** start MATERIAL FOR THE TASK **

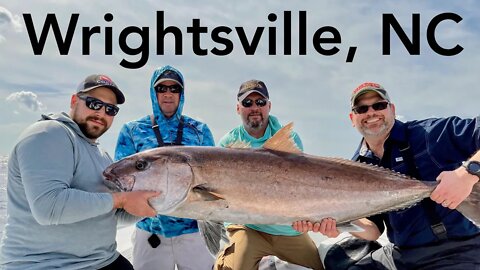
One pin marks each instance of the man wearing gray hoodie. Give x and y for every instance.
(60, 214)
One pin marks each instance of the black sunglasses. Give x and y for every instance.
(175, 89)
(247, 103)
(377, 106)
(96, 104)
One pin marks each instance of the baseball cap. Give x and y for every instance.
(169, 75)
(98, 80)
(368, 87)
(252, 86)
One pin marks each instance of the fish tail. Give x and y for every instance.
(470, 207)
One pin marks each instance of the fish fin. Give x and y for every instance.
(349, 227)
(213, 233)
(469, 207)
(282, 141)
(238, 144)
(206, 193)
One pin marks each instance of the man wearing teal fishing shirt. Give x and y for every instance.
(250, 242)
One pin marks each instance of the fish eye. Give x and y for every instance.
(141, 165)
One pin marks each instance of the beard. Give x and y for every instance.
(90, 131)
(381, 130)
(255, 124)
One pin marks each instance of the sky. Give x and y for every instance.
(312, 90)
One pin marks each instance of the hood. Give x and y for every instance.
(159, 117)
(67, 121)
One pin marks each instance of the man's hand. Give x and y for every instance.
(327, 227)
(135, 202)
(454, 187)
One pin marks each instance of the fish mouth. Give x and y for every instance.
(113, 183)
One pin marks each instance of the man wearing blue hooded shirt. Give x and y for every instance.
(163, 241)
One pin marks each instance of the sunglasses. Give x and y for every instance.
(175, 89)
(96, 104)
(377, 106)
(247, 103)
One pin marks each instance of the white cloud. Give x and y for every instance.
(27, 100)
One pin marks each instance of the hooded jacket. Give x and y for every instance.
(240, 134)
(59, 211)
(137, 136)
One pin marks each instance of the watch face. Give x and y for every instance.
(474, 167)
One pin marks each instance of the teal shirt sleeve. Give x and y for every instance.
(125, 145)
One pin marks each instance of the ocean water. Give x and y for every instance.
(3, 192)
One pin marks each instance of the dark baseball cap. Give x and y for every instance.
(252, 86)
(169, 75)
(368, 87)
(98, 80)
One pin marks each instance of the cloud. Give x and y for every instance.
(27, 100)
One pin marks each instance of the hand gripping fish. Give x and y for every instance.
(276, 184)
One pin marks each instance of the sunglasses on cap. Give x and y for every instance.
(247, 103)
(377, 106)
(96, 104)
(175, 89)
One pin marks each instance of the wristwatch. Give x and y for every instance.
(473, 167)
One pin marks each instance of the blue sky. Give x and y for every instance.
(311, 90)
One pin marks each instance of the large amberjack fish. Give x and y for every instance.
(276, 184)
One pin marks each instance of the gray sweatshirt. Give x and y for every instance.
(59, 211)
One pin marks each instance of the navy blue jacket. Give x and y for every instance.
(437, 144)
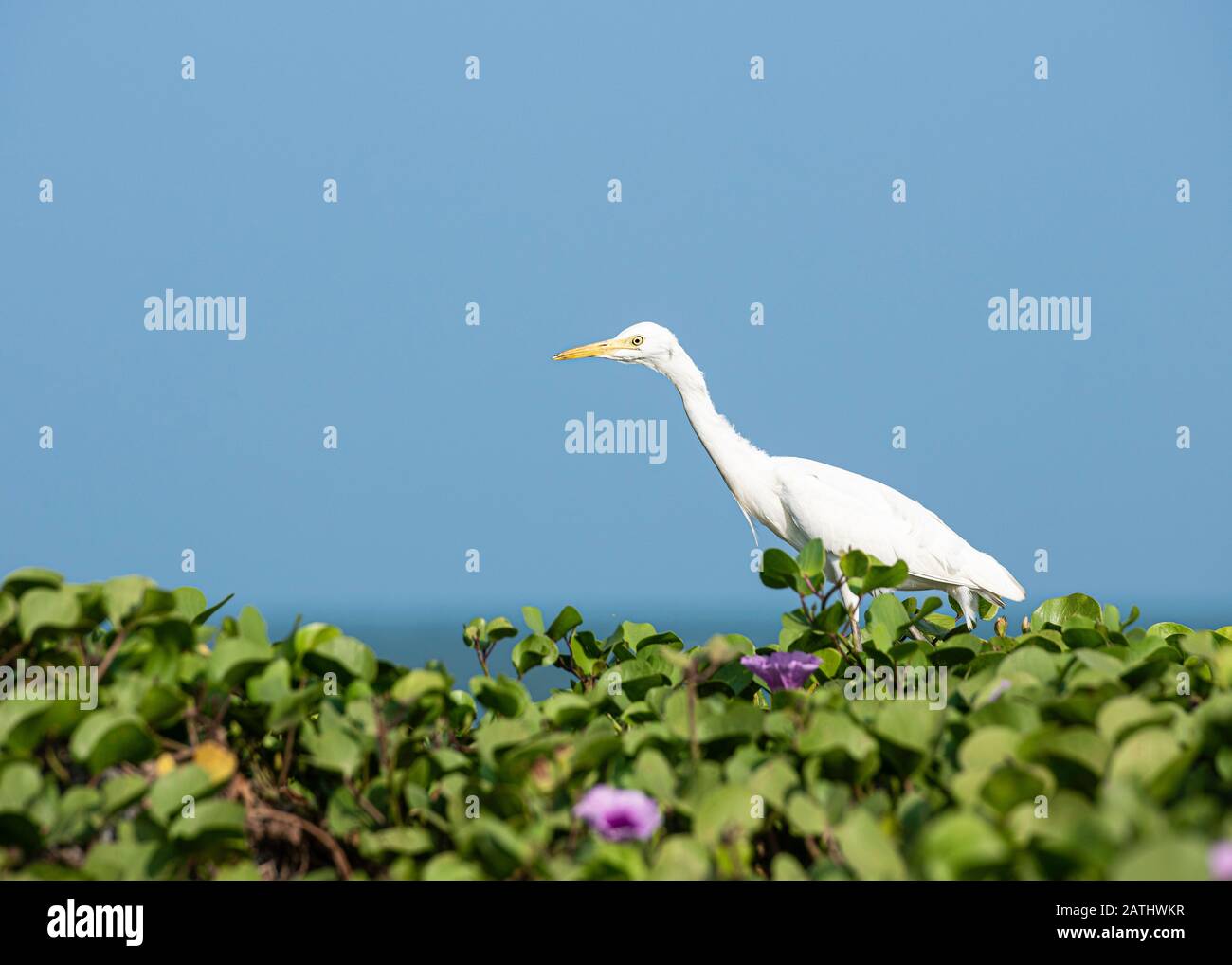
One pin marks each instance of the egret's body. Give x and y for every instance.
(800, 500)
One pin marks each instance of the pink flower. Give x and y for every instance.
(783, 670)
(619, 815)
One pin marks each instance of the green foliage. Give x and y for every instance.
(1080, 748)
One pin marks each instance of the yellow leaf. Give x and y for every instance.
(216, 760)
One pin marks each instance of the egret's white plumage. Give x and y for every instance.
(800, 500)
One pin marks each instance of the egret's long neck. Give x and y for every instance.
(744, 467)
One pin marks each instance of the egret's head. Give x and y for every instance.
(643, 343)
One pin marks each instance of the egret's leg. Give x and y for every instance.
(969, 604)
(853, 607)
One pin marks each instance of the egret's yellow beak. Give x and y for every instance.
(589, 352)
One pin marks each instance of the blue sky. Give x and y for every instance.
(496, 191)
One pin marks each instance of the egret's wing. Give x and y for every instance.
(850, 512)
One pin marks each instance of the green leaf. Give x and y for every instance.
(779, 571)
(534, 619)
(500, 695)
(110, 736)
(961, 845)
(212, 818)
(568, 619)
(812, 562)
(45, 607)
(1060, 609)
(534, 651)
(20, 581)
(168, 792)
(345, 656)
(235, 658)
(867, 849)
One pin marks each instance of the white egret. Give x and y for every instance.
(800, 500)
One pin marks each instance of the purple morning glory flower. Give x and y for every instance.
(619, 815)
(783, 670)
(1221, 861)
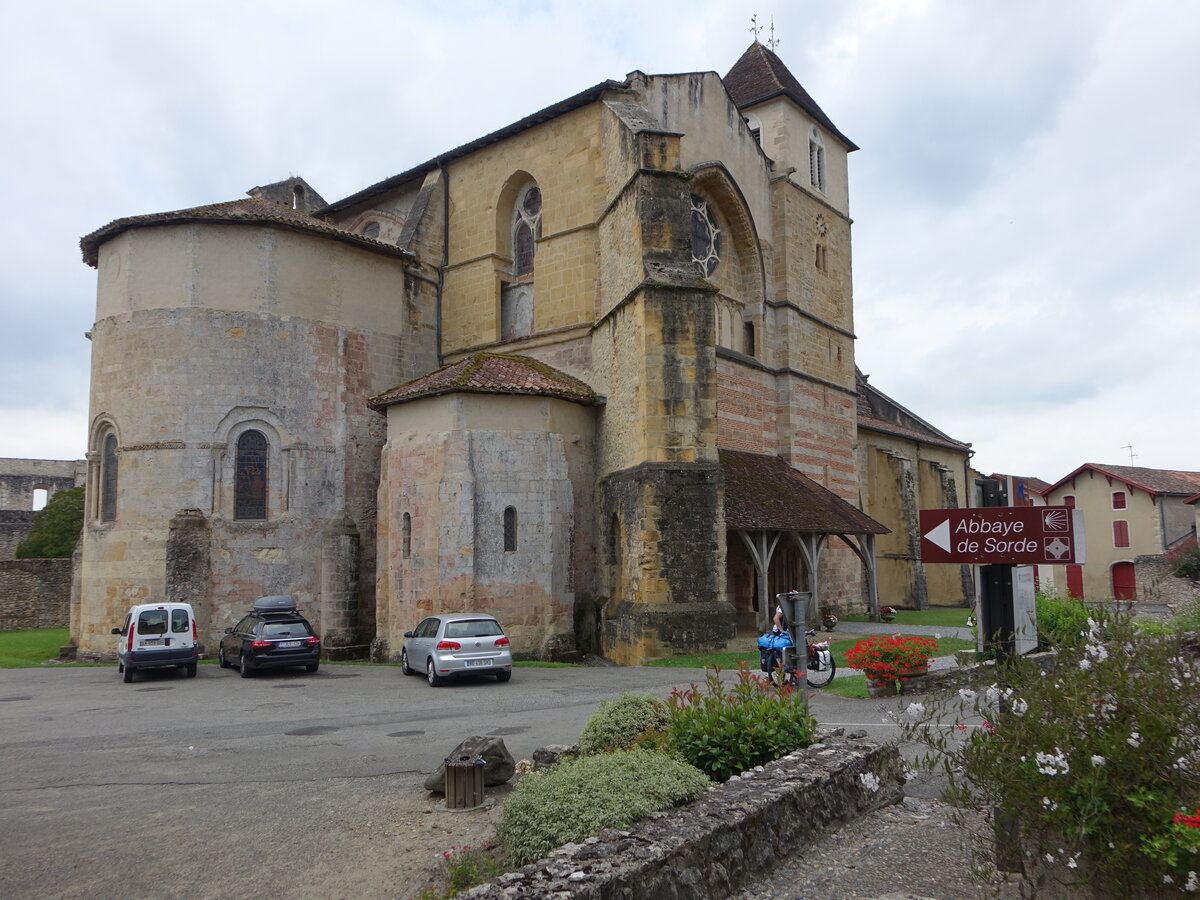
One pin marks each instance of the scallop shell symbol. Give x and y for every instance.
(1055, 520)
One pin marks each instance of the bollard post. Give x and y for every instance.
(465, 783)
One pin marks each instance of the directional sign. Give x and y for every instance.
(1013, 535)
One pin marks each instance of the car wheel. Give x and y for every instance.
(431, 676)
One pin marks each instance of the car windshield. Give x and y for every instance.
(153, 622)
(473, 628)
(286, 629)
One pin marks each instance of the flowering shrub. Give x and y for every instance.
(725, 731)
(885, 658)
(1095, 761)
(579, 797)
(616, 723)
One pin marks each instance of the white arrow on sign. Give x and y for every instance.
(941, 535)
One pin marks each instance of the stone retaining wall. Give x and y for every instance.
(35, 593)
(712, 847)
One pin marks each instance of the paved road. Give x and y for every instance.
(173, 786)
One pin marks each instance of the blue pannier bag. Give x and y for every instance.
(771, 649)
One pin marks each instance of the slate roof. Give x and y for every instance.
(879, 412)
(492, 373)
(245, 211)
(760, 75)
(1156, 481)
(765, 492)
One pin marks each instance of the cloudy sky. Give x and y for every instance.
(1026, 197)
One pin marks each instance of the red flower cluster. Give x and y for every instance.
(885, 658)
(1189, 821)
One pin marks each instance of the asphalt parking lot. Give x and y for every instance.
(183, 786)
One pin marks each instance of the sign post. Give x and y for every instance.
(1000, 539)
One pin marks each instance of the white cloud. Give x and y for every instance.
(1024, 199)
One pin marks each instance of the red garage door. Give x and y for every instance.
(1125, 586)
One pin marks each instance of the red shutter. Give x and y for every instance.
(1075, 581)
(1121, 533)
(1125, 585)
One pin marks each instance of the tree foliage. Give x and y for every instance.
(55, 527)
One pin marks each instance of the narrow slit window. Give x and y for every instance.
(250, 477)
(510, 529)
(108, 480)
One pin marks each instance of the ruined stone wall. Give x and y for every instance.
(35, 593)
(1157, 585)
(15, 527)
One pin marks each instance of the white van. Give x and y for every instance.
(157, 635)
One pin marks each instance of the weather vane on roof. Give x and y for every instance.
(756, 29)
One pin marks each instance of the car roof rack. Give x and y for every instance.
(279, 603)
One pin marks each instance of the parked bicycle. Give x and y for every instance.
(773, 659)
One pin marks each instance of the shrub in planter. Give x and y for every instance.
(616, 723)
(1061, 622)
(887, 658)
(1095, 761)
(579, 797)
(726, 730)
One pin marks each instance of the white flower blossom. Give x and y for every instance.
(1053, 763)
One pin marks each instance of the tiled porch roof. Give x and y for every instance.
(763, 492)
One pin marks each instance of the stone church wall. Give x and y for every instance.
(35, 593)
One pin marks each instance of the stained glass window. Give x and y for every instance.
(250, 477)
(108, 480)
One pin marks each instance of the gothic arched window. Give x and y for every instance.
(250, 477)
(526, 231)
(108, 479)
(510, 529)
(706, 237)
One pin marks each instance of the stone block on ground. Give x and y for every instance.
(498, 762)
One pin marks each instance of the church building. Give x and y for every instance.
(592, 373)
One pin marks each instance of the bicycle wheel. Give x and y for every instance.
(822, 675)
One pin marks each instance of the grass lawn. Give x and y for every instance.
(19, 649)
(846, 683)
(955, 617)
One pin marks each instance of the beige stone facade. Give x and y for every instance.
(499, 381)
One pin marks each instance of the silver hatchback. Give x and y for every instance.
(462, 645)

** end MATERIAL FOR THE TASK **

TASK DESCRIPTION: Can you recast the lines, from the line with "One pin marks each instance of the weather" through the last line, as a Markdown table with the columns "Number" and "Line", leaving out any blank lines?

RESPONSE TO THIS EXERCISE:
| Number | Line |
|---|---|
| 1 | One pin marks each instance of the weather vane on roof. Give x and y for every instance. |
| 2 | (756, 29) |
| 3 | One pin marks each instance of the car roof rack. Give x and y for every instance. |
| 4 | (279, 603) |
| 5 | One pin marks each instance of the parked bicycle. Give x and y for every instance. |
| 6 | (773, 659) |
| 7 | One pin marks each instance of the shrub in planter. Give x and y for every instance. |
| 8 | (616, 723) |
| 9 | (1061, 622) |
| 10 | (887, 658) |
| 11 | (1095, 761) |
| 12 | (579, 797) |
| 13 | (726, 730) |
| 14 | One pin marks each instance of the white flower blossom. Give x and y for every instance. |
| 15 | (1053, 763) |
| 16 | One pin marks each instance of the tiled porch roof. Give x and y for every instance. |
| 17 | (763, 492) |
| 18 | One pin marks each instance of the stone church wall. Give x and y for every instance. |
| 19 | (35, 593) |
| 20 | One pin marks each instance of the stained glass window. Give x and y for every instance. |
| 21 | (250, 477) |
| 22 | (108, 480) |
| 23 | One pin marks each instance of the gothic arched window. Give x and y for every instance. |
| 24 | (250, 477) |
| 25 | (526, 231) |
| 26 | (108, 479) |
| 27 | (510, 529) |
| 28 | (706, 237) |
| 29 | One pin marks each instance of the stone block on ground. Give x and y for every instance. |
| 30 | (498, 762) |
| 31 | One pin marks each instance of the church building. Give x and y for every instance. |
| 32 | (592, 373) |
| 33 | One pin marks each instance of the bicycle wheel. Give x and y for every instance. |
| 34 | (822, 675) |
| 35 | One pin marks each instance of the grass lawn. Give x and y for every instance. |
| 36 | (19, 649) |
| 37 | (846, 683) |
| 38 | (955, 617) |
| 39 | One pin marks each instance of the beige stone facade. Give x and y for every instance. |
| 40 | (499, 381) |
| 41 | One pin marks each instance of the silver hatchback. Give x and y for every instance. |
| 42 | (462, 645) |